> _Exercise inputs_
—————

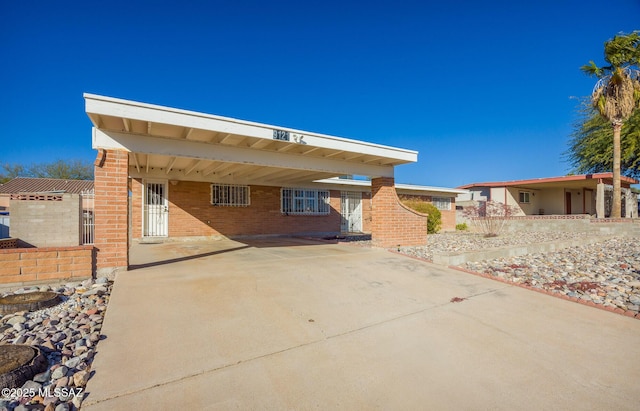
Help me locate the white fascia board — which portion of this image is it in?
[93,128,394,177]
[84,93,418,163]
[315,178,469,196]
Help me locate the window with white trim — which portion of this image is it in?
[280,188,329,215]
[431,197,451,211]
[211,184,251,207]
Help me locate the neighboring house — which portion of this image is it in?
[0,177,93,243]
[84,94,448,275]
[0,177,93,211]
[457,173,638,218]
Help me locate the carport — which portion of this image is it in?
[84,94,426,275]
[82,238,640,411]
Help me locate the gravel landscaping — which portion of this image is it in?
[0,278,112,411]
[398,232,640,315]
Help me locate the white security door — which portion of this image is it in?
[142,181,169,237]
[340,191,362,233]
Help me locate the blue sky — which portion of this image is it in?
[0,0,640,187]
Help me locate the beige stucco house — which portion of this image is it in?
[457,173,638,218]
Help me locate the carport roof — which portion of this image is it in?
[84,93,418,184]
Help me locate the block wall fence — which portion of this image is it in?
[0,245,94,285]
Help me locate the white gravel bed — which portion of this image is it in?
[396,232,640,314]
[398,231,598,261]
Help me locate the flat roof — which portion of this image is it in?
[84,93,418,184]
[315,178,469,195]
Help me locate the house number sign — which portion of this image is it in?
[273,130,289,141]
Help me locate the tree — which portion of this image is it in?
[581,31,640,218]
[565,99,640,178]
[0,160,93,184]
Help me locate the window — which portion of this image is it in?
[431,197,451,211]
[518,191,531,204]
[211,184,251,207]
[281,188,329,215]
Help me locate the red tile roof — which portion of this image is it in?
[0,177,93,194]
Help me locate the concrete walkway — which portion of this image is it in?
[82,240,640,411]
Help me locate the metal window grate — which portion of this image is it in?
[80,193,96,245]
[281,188,330,215]
[211,184,251,207]
[431,197,451,211]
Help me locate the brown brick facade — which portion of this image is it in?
[399,194,456,231]
[371,177,427,247]
[131,179,344,239]
[94,150,129,275]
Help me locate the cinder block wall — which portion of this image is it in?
[0,245,93,284]
[131,179,344,239]
[10,194,80,247]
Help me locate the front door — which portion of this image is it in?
[142,181,169,237]
[564,191,571,215]
[340,191,362,233]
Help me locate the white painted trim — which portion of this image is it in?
[93,129,394,177]
[314,178,469,196]
[84,93,418,163]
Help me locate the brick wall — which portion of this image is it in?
[371,177,427,247]
[131,179,340,239]
[10,193,81,247]
[94,149,129,276]
[399,194,457,231]
[0,245,94,284]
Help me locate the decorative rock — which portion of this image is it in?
[73,370,91,387]
[55,402,71,411]
[51,365,69,380]
[64,357,81,368]
[0,279,112,411]
[399,232,640,313]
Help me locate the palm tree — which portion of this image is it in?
[581,31,640,218]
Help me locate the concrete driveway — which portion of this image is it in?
[82,239,640,411]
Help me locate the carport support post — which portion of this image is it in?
[596,181,605,218]
[94,149,129,277]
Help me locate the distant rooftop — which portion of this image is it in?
[458,173,638,189]
[0,177,93,194]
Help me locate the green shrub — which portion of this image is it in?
[402,199,442,234]
[456,223,469,231]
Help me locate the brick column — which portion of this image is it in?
[94,149,129,277]
[596,182,605,218]
[371,177,427,247]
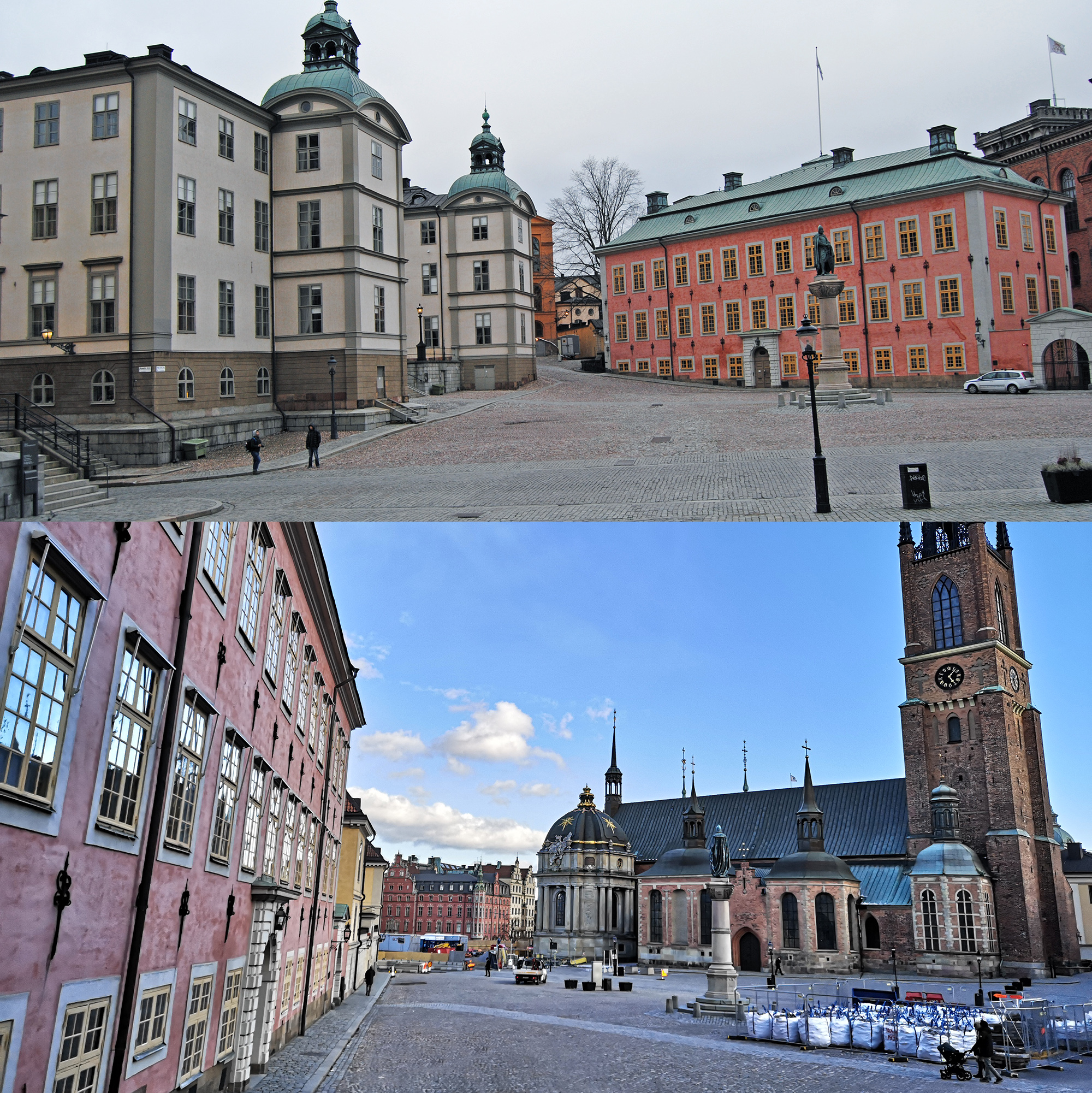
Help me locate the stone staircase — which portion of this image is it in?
[0,433,112,517]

—————

Rewrite all of the material with "portion" swapped for "part" everywhere and everything else kept the same. Leave the pictures out.

Help me locate the white fascia board — which part of this image is it in?
[93,128,394,177]
[84,93,418,163]
[315,178,469,196]
Help me locate the window with white trim — which part of this image is it in?
[280,188,329,215]
[431,197,451,211]
[211,184,251,207]
Help me locate the neighboring house — which part of this image is it in?
[0,177,93,243]
[84,94,448,275]
[0,177,93,211]
[457,173,638,218]
Help me locate the carport — which part of this image is it in?
[84,94,426,275]
[82,238,640,411]
Help me locate the gravel landscaping — which part of this image is it in?
[0,278,112,411]
[398,232,640,315]
Help me locate the white security door — which part of this image is it in?
[142,181,169,237]
[340,191,362,233]
Help me locate the blue sky — which part of this image is it in?
[0,0,640,187]
Help me locate the beige stucco house — which part of this image is it in?
[457,173,638,218]
Help me locate the carport roof — which part of this image is it in?
[84,93,418,184]
Help me locate the block wall fence — which part of this image is it in?
[0,245,94,285]
Help me locate the white gravel bed — which part of this image is it in?
[396,232,640,314]
[398,231,598,261]
Help me locate the flat roof — which part of this image is it in?
[84,93,418,184]
[315,178,469,195]
Help me locate the house number sign — which part of this image is it in?
[273,130,289,141]
Help me locate the tree — which part of this image is it in?
[581,31,640,218]
[565,99,640,178]
[0,160,93,184]
Help me locate the window — which part of this image is it in?
[431,197,451,211]
[518,191,531,204]
[211,184,251,207]
[281,188,329,215]
Help me locate the red tile roof — which part of this image is it in?
[0,177,93,194]
Help me locate the concrete walkway — which part of this image is it in?
[82,240,640,411]
Help me locate the metal window grate — which part of this image is it in?
[80,193,96,245]
[281,188,330,215]
[211,184,251,207]
[431,197,451,211]
Help me locate the brown brick facade — which part of this image is it in?
[399,194,456,231]
[371,177,427,247]
[131,179,344,239]
[94,150,129,275]
Help me locate the cinder block wall — which part of this image is it in?
[0,245,93,284]
[131,179,344,239]
[10,194,80,247]
Help me locate the front door — which part of this image is it in?
[142,181,169,237]
[564,191,571,215]
[340,191,362,233]
Help me locate the white painted trim — which part of this image is it in?
[93,129,394,177]
[314,178,469,196]
[84,93,418,163]
Help me locate the brick wall — which part of this image is it in?
[371,177,427,247]
[131,179,340,239]
[10,193,81,247]
[94,149,129,276]
[399,194,457,231]
[0,245,94,284]
Help me locate the decorative rock — which part of this image is it in?
[73,370,91,387]
[55,402,71,411]
[51,365,69,380]
[64,357,81,368]
[0,279,112,411]
[399,232,640,313]
Help me locate the palm tree — which part of this image is it in?
[581,31,640,218]
Help me locate the concrete driveway — which part of this image is it in?
[82,239,640,411]
Help me locate the carport support post — which part of this image is it in?
[596,181,605,218]
[94,149,129,277]
Help me locate the distant rooftop — which part of this image is it in?
[458,173,638,189]
[0,177,93,194]
Help me locate the green shrub — which part of this image is it in?
[402,199,442,234]
[456,223,469,231]
Help me locate the brick column — which part of this image is it in?
[94,149,129,277]
[596,182,605,218]
[371,177,427,247]
Help me locate the stone staircase — which part of this image is it in?
[0,433,112,517]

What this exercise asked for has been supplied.